**TASK DESCRIPTION**
Copy out the records below exactly as they appear.

Source data
....
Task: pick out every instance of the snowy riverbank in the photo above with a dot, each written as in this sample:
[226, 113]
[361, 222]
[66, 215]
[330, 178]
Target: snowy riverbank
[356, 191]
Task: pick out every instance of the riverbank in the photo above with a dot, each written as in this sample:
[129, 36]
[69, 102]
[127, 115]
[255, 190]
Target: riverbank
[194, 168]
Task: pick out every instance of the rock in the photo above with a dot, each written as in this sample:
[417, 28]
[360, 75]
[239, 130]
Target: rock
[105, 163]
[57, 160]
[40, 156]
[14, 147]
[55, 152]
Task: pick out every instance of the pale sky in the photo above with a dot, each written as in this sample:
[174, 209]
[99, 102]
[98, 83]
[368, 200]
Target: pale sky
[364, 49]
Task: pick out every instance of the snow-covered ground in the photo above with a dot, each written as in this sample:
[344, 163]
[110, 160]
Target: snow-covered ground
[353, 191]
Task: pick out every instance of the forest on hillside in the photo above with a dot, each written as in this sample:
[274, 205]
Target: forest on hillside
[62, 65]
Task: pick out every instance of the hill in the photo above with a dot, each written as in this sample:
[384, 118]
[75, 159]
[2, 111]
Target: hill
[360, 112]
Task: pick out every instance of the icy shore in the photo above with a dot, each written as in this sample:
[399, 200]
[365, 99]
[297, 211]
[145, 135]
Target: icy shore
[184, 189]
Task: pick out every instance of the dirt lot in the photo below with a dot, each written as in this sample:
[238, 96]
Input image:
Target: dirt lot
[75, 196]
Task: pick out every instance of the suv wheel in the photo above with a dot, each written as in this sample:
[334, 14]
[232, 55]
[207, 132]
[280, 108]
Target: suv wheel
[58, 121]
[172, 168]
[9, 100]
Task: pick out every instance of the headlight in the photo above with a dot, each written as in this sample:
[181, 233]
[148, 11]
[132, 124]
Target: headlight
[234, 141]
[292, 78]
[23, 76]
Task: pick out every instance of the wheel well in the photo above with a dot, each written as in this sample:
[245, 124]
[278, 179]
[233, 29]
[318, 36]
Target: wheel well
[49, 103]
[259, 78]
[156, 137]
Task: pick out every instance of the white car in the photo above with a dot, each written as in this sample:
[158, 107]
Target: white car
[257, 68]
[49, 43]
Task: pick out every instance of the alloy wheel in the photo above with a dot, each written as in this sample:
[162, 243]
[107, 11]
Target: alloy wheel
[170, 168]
....
**EXERCISE RESPONSE**
Task: pick out every instance of the snowy riverbank in the photo above with a dot, each written as in this sample:
[226, 113]
[361, 222]
[66, 215]
[330, 178]
Target: snowy riverbank
[356, 191]
Task: pick out every instance of the riverbank in the photo above with a dot, each written as in this sample:
[129, 36]
[69, 102]
[127, 115]
[255, 190]
Target: riverbank
[194, 168]
Task: pick out every instance of the rock in the photo above with a dot, each written as in this sample:
[417, 28]
[360, 75]
[239, 130]
Target: rock
[105, 163]
[57, 160]
[40, 156]
[14, 147]
[55, 152]
Task: pick out every instance of the pale sky in the photo above with a dot, each written as in this sample:
[174, 209]
[99, 102]
[98, 83]
[368, 200]
Target: pale sky
[364, 49]
Task: pick out every instance of the snow-covered ground in the photo above with a dot, each written as in this sample:
[344, 163]
[110, 160]
Target: snow-covered ground
[353, 191]
Task: pick out every instance of the forest on hillside in the photo above with a dot, each written as in this sample:
[274, 205]
Target: forest on hillside
[62, 65]
Task: pick out every instance of the hill in the photo above with a dot, each written as in this sample:
[384, 118]
[75, 159]
[2, 111]
Target: hill
[360, 112]
Task: pick out every instance of the icy shore in the photo above with a dot, each written as in this sample:
[399, 200]
[365, 99]
[297, 211]
[145, 135]
Target: icy shore
[184, 189]
Task: pick out every instance of the dirt lot in the photo below with a dot, each written as in this sample:
[238, 96]
Input image:
Target: dirt lot
[75, 196]
Task: pick out every instance of the suv wheel in the photo above with a dot, each written as in this sample:
[334, 14]
[232, 55]
[207, 132]
[280, 108]
Target: suv wheel
[58, 121]
[172, 168]
[9, 100]
Task: pick out every instance of the headlight in the photo above with a dot, each written as in this sample:
[181, 233]
[148, 11]
[132, 124]
Target: headlight
[234, 141]
[292, 78]
[23, 76]
Task: pick out every instance of the wheel well in the photo above with a dot, each written as in this sample:
[245, 124]
[278, 179]
[233, 29]
[318, 36]
Target: wheel well
[49, 103]
[259, 78]
[156, 137]
Task: pick out every instance of the white car in the photo above with a dot, each written as in this sample:
[158, 107]
Target: white car
[257, 68]
[49, 43]
Task: pick out every instance of the alloy wheel in the photo above with a dot, each written as in this sample:
[162, 243]
[107, 11]
Target: alloy wheel
[170, 168]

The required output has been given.